By the time Tiffany Trump came on Tuesday night (she plays the sassy outcast sister, who only a father could love, but, sadly, doesn’t) we were rummaging around in our bathroom cabinet frantically looking for any color or shape of pharmaceutical.

On Wednesday, we called Stacy Mungo, the councilwoman who helms the Fightin’ 5th District and presumably the only Republican on the council, to find out how she was enjoying the convention coverage.

“I haven’t watched any of it,” she said as we slammed a Shoot the Root.

“None if it? Not even YouTube snatches?”

“I’m too busy,” she said. “I have two full-time jobs and a 2-year-old and we’re doing some home improvement so I have to deal with a contractor, too.”

Yeah, well we’re busy too, with a full-time job and a backlog of Netflix comedy specials that aren’t going to view themselves.

“What surprises me,” said Mungo, “is I haven’t read anything in The Backroom about the budget.”

So, we’ll take that as a Reader Request—and an effective way to change the subject.

Here’s the story: The budget is, in charitable and generous terms, a mess. We haven’t, in our collective two centuries in this business, seen anything like it. And, rather than make painful cuts, your mayor and city council seem to prefer dipping into the city’s dwindling surplus, and by “dipping into,” we mean “using all of.”

City employees, of the unsworn type, have agreed to take 26 furlough days—including City Manager Tom Modica, which helps a little—while the police department has magnanimously cut a handful of positions that aren’t currently staffed.

But the city’s elected leaders are hesitant to make any punishing cuts, and that hesitancy has prompted Modica and finance director John Gross to remind them of, as our parents would say, “consequences.”

We get that it’s tough. Who wants to close neighborhood libraries, or cut paramedic services, or lay off an animal care veterinarian? But if you’re not willing to meaningfully slash into the police department, which consumes nearly half the budget—forget politics; we’re talking only about finances—then something else has to go.

You pick it. No water for trees and grass in the parks? No new books and fewer days open at the libraries? Kick a veterinarian and other workers out of Animal Control? Or just break open the piggy bank and put off financial Armageddon for another year.

Give us the report

Here’s another story that feels like it happened 10 years ago: The Long Beach City College Board of Trustees—a reliable well of material for the Backroom —fired superintendent-president Reagan Romali just last March. Through a health pandemic, weeks of civil unrest and an economic collapse, the LBCC board is still investigating Romali, as well as one of its own: Trustee Sunny Zia.

════

* Action item A: In the Long Beach politics column, restate the paragraph that begins "Here’s the story: The budget is" in fewer words, keeping its main facts.
* Action item B: Proceed with the Long Beach politics column, picking up after its last sentence about the board investigating Romali and Trustee Sunny Zia.
The rows have nothing to do with the Long Beach politics column.

════

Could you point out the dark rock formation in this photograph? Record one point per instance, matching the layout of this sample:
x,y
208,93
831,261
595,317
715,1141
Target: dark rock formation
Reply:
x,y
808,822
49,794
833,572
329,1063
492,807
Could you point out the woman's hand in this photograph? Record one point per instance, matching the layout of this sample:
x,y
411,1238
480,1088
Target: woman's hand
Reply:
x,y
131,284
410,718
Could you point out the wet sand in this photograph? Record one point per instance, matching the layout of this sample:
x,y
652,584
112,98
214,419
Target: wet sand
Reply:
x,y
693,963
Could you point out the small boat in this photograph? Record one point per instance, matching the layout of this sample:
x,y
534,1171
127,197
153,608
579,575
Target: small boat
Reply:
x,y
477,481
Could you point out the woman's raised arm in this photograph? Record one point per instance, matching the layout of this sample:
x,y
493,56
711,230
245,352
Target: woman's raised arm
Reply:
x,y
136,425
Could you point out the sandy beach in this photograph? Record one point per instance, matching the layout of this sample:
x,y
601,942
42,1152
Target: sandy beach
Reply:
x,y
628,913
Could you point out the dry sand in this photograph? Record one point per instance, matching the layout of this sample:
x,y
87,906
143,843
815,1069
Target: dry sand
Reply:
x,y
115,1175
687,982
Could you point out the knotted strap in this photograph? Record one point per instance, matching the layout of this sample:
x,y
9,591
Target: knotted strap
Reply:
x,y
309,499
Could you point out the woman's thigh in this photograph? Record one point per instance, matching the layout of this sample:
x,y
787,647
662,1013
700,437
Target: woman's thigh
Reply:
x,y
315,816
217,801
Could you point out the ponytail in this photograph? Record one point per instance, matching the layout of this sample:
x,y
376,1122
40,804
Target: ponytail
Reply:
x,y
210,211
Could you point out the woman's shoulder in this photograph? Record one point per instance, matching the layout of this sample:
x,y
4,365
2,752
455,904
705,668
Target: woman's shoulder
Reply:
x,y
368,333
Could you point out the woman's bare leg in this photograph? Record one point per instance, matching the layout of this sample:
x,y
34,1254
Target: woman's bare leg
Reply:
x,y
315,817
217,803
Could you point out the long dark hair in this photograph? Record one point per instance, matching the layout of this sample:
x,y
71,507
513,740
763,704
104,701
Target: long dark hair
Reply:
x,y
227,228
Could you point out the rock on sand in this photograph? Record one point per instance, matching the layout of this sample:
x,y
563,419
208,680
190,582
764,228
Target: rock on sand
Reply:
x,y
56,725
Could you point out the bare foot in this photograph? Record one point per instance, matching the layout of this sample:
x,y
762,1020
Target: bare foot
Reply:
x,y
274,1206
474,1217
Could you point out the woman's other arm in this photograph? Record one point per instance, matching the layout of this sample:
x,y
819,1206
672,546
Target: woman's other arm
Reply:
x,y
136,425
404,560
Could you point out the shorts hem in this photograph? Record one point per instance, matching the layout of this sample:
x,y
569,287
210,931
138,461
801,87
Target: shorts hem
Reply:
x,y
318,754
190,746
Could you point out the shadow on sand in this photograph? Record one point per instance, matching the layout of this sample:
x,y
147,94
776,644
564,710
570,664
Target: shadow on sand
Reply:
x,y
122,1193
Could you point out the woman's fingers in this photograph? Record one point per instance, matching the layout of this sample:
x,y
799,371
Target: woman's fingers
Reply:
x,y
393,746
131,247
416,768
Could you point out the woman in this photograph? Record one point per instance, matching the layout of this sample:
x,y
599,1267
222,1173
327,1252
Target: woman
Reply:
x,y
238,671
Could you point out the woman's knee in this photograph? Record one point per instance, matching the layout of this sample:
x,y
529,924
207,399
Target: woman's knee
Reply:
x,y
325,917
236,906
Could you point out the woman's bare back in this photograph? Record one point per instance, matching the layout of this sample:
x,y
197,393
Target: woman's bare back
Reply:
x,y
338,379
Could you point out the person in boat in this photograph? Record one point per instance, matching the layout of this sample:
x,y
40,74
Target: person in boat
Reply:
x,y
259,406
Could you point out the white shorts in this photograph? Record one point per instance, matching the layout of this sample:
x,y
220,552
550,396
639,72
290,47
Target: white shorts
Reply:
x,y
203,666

════

* Answer A: Even described charitably, the city budget is a mess unlike anything the writers have seen in two combined centuries in the business. Rather than make painful cuts, the mayor and city council seem to prefer spending the city's shrinking surplus, all of it.

* Answer B:
The trustees held a closed-door meeting last week and had another scheduled for this week, we hear to discuss the now-completed investigation report, the cost of which is approaching $250,000.

We’ve also heard differing accounts of the significance of the report, ranging from humongous to something shy of a hill of beans.

But the frustrating part of this for us is that a quarter-million in taxpayer money has been spent for an investigation that the public may never get to see. The report, rumor has it, is locked somewhere in a SKIFF in the basement, with the college sure to cite “personnel privacy” as a way to withhold it from public view.

We’ll find it. Don’t you worry.

A shiny endorsement

In the bitter and hotly contested battle between Robert Fox and Cindy Allen to be the boss of Council District 2, Allen bagged what may be an important, yet curious, endorsement this week from the incumbent Jeannine Pearce who, you’ll recall, has been the most forceful voice on the council for police reform, which, while that’s not saying much, you’d think would prevent her from cozying up to Allen, a former cop who’s married to a former cop and who we’re guessing spend a lot of time in their little condo griping about people who are forceful voices of police reform.

If The Backroom was cynical and trained in classical Latin rather than merely a country columnist collective that’s always looking on the sunny side of things, we’d suspect some quid pro quo involved in the endorsement.

Perhaps a newly-minted, shiny challenge coin, maybe depicting lions rampant, scratching each other’s back?